Written exercise: Copy out every line of the data below verbatim, without changing anything.

----

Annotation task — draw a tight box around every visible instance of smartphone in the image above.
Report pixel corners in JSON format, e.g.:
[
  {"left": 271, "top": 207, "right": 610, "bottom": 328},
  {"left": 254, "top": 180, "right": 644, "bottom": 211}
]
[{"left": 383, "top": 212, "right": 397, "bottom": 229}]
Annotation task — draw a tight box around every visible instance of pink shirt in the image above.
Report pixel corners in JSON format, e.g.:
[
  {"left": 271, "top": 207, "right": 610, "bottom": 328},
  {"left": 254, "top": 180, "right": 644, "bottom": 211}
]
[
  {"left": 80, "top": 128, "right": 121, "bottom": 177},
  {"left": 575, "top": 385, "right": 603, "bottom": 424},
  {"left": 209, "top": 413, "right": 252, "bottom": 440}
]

----

Task solution:
Annotation task — draw a tight box around every visible instance of smartphone in the image above.
Report pixel corners in JSON format, e.g.:
[
  {"left": 271, "top": 207, "right": 610, "bottom": 328},
  {"left": 254, "top": 180, "right": 644, "bottom": 211}
]
[{"left": 383, "top": 212, "right": 397, "bottom": 229}]
Annotation task — draw a tight box around every visible instance of pink shirt in the image above.
Report pixel corners in JSON format, e.g.:
[
  {"left": 271, "top": 207, "right": 610, "bottom": 328},
  {"left": 254, "top": 180, "right": 644, "bottom": 211}
]
[
  {"left": 80, "top": 128, "right": 121, "bottom": 177},
  {"left": 575, "top": 385, "right": 603, "bottom": 424},
  {"left": 209, "top": 413, "right": 252, "bottom": 440}
]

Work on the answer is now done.